Task details |
Copy out all of the lines below exactly; the pictures do not belong in the copy.

Source information |
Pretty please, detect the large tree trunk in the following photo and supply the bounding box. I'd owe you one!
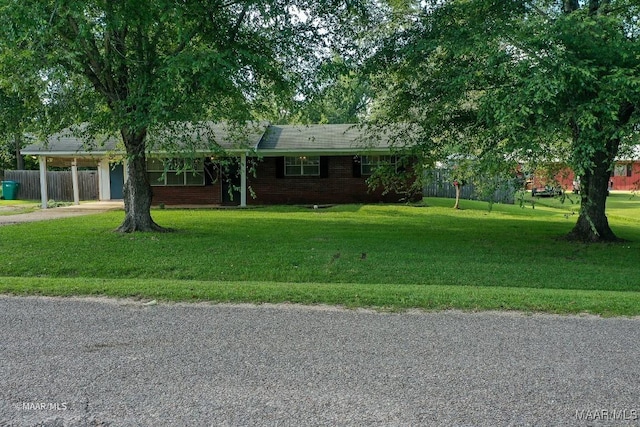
[567,142,618,242]
[116,128,168,233]
[14,133,24,170]
[562,0,615,242]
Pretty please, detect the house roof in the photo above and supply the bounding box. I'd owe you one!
[21,123,395,158]
[21,128,120,156]
[257,124,391,154]
[21,122,267,157]
[148,122,268,153]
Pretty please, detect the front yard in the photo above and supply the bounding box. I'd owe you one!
[0,195,638,316]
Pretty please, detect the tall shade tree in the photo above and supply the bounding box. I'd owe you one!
[0,0,369,231]
[367,0,640,241]
[293,65,372,124]
[0,88,29,171]
[0,71,43,171]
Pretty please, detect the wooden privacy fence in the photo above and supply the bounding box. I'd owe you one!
[4,170,99,201]
[423,169,516,204]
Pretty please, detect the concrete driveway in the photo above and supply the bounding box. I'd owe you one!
[0,201,123,226]
[1,296,639,426]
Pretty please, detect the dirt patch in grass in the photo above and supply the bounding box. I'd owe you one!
[0,205,38,216]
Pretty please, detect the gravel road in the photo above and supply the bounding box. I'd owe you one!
[1,296,639,426]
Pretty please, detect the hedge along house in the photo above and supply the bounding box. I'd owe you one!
[22,123,417,208]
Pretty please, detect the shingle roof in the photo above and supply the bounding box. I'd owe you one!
[21,122,268,156]
[21,128,120,155]
[21,123,395,157]
[257,124,389,152]
[148,122,267,152]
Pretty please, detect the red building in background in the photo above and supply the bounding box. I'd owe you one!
[551,161,640,192]
[529,146,640,193]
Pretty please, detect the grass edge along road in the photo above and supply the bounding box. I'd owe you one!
[1,195,639,317]
[2,276,640,317]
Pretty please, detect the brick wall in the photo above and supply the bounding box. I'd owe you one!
[148,155,415,206]
[247,156,407,205]
[151,184,221,205]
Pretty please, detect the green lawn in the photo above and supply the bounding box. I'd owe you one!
[0,188,40,215]
[0,203,40,215]
[1,194,639,316]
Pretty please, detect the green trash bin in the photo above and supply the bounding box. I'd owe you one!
[1,180,19,200]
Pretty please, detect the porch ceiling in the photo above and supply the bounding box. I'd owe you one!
[44,157,101,168]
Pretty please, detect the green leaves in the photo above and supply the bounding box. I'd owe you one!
[1,0,375,135]
[367,0,639,158]
[362,0,639,240]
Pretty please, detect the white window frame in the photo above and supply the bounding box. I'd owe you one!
[361,155,397,175]
[613,163,633,177]
[284,156,321,177]
[147,158,205,186]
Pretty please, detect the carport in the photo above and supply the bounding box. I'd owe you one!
[21,131,125,209]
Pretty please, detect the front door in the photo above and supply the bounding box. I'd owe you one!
[110,163,124,199]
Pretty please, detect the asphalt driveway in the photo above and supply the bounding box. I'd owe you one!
[1,296,639,426]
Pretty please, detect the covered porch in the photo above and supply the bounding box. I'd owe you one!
[24,155,126,209]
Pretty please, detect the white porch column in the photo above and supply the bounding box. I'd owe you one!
[97,160,111,201]
[123,159,129,184]
[71,158,80,205]
[240,153,247,207]
[39,156,48,209]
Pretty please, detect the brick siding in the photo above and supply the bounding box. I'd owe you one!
[247,156,407,205]
[149,155,414,206]
[151,184,222,205]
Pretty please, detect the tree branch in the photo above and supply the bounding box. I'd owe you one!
[63,14,123,107]
[229,4,249,43]
[563,0,579,14]
[526,3,552,19]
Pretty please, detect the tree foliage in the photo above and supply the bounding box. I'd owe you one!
[0,0,371,230]
[0,76,42,171]
[254,52,374,125]
[0,89,27,171]
[291,65,371,124]
[366,0,640,241]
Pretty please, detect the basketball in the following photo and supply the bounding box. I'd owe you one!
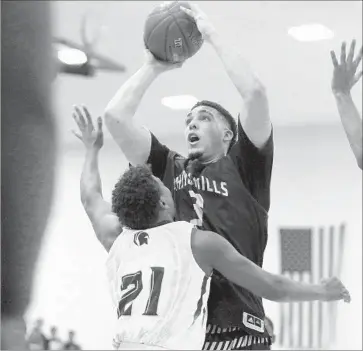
[143,1,204,63]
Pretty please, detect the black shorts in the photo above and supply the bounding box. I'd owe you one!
[203,324,271,350]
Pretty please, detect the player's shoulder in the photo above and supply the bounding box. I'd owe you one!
[161,221,196,244]
[213,153,240,175]
[94,213,122,252]
[191,229,225,259]
[106,227,126,252]
[191,229,220,275]
[162,149,186,175]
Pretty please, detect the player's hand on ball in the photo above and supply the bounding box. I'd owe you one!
[144,49,183,73]
[321,277,351,303]
[180,3,216,41]
[331,40,362,95]
[72,105,104,150]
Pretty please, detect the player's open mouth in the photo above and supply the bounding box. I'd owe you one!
[188,133,200,145]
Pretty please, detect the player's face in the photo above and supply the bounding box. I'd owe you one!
[184,106,227,161]
[153,176,175,218]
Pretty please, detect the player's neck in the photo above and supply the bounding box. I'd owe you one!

Written response |
Pretty please, detect the large tree trunk in the following photo and supply the bounding box. I'd owe you one!
[567,142,618,242]
[116,128,168,233]
[14,133,24,170]
[562,0,615,242]
Pretty please, detect the house roof in the photo above and supply the bounding box. I'd owe you one!
[21,123,395,158]
[21,128,120,156]
[257,124,391,154]
[21,122,267,157]
[148,122,268,153]
Pretty please, detect the front yard in the photo above and supply the bounding box. I'd owe you one!
[0,195,638,316]
Pretty please, detect the tall shade tree in the photo above and supply the bounding box. I'd owe you one!
[0,0,369,231]
[367,0,640,241]
[293,65,372,124]
[0,88,29,171]
[0,71,43,171]
Pretty please, detect the wooden privacy fence in the photo above and supply the bounding box. I'd owe you one!
[4,170,99,201]
[423,169,516,204]
Pretty please, detect the concrete driveway in the photo above and supply the bounding box. I'd owe you one!
[0,201,123,226]
[1,296,639,426]
Pretty please, detect the dirt patch in grass in the photo above and supply the bounding box. I'd owe you one!
[0,205,38,216]
Pretty please, detect the gravel road in the photo above and supply the bounding box. I'd owe you one!
[1,296,639,426]
Pretty please, detect the hedge along house in the photo above and supply the bounding box. I'd owe you one!
[22,123,417,208]
Pretty please, detect the shingle roof in the photo above and supply the bounding box. I'd owe you one!
[21,122,268,156]
[21,128,120,155]
[21,123,395,157]
[257,124,389,152]
[148,122,267,152]
Pretty please, detect the red building in background in the photo above and supply the bounding box. I'd owe you one!
[551,161,640,192]
[529,146,640,193]
Pretty please, detect the grass edge along road in the photo above and supply the bounding box. I'd owe you one!
[1,195,639,317]
[2,276,640,317]
Pretty please, detect the brick wall in the photo above and supply the bounding box. I'd owe you one!
[148,155,415,206]
[247,156,407,205]
[151,184,221,205]
Pretty please, detect the green lawn in the photo above and supply the bounding box. I'd owe you one!
[0,188,40,215]
[0,203,40,215]
[1,194,639,316]
Pretty please, detect the green trash bin in the photo above and supply the bounding box. I'd owe you one!
[1,180,19,200]
Pretty please, detect the porch ceiling in the photo above and supply the bounding box. I'd owe you one!
[44,157,101,168]
Pretty please, detect the green leaves in the photo above and supply the bounding box. I'd owe you one!
[1,0,375,135]
[367,0,639,158]
[362,0,639,240]
Pretty please, detect the white window frame in the photo above and supply the bounding box. I'd owe you one!
[361,155,397,175]
[613,163,633,177]
[284,156,321,177]
[147,158,205,186]
Pretty please, detect the carport in the photo above and supply the bounding box. I'd owe you one!
[21,131,125,209]
Pretty please, detect the front door in the photo above and supply the bounding box. I'd owe you one!
[110,163,124,199]
Pretty please, detect the asphalt driveway in the photo above and supply the bounding box. I'd owe you one!
[1,296,639,426]
Pretty please, detect the covered porch in the photo above and supply the bounding box. I'd owe you one!
[24,155,126,209]
Pretty please, detect the white porch column in the photo above and supply the bounding box. I'd owe you one!
[97,160,111,201]
[123,159,129,184]
[71,158,80,205]
[240,153,247,207]
[39,156,48,209]
Pretty please, detect the brick siding in the photo above and supply the bounding box. I'd owe you one!
[247,156,407,205]
[149,155,414,206]
[151,184,222,205]
Pretty please, detect the tree branch in the photo above and supply the bounding box. I'd owe you one!
[63,14,123,107]
[229,4,249,43]
[563,0,579,14]
[526,3,552,19]
Pretty please, detect the tree foliage in the photo above and supply the bounding box. I'd owe you one!
[0,0,371,230]
[0,76,42,171]
[254,52,374,125]
[0,89,27,171]
[291,65,371,124]
[366,0,640,241]
Pretty please, detect the basketball in the following photo and supply the bounding box. I'd owe you one!
[143,1,204,63]
Pretty please, detect the black shorts in the photo above and supply the bounding box. I'd owe you one!
[203,324,271,350]
Pretty please, detect the player's shoulder in the photo above and supply the bounding box. I'd owe you one!
[161,221,196,244]
[213,153,240,175]
[94,213,122,252]
[191,229,225,259]
[106,227,126,252]
[191,229,220,275]
[162,149,186,175]
Pretty please, detect the player's hand on ball in the photo above and supply the bounding box. I'd owe you one!
[144,49,183,73]
[321,277,351,303]
[180,3,216,41]
[331,40,362,95]
[72,105,104,150]
Pretty please, detect the player's open mouth in the photo above and supply the bounding box. I'd owe you one!
[188,133,200,145]
Pretty please, detect the player's face in the photo above and supply the bounding box. I'd owe you one!
[184,106,227,161]
[153,176,175,218]
Pretty please, detect the player's neck in the photo above and supply the bounding box. I'd owe you one!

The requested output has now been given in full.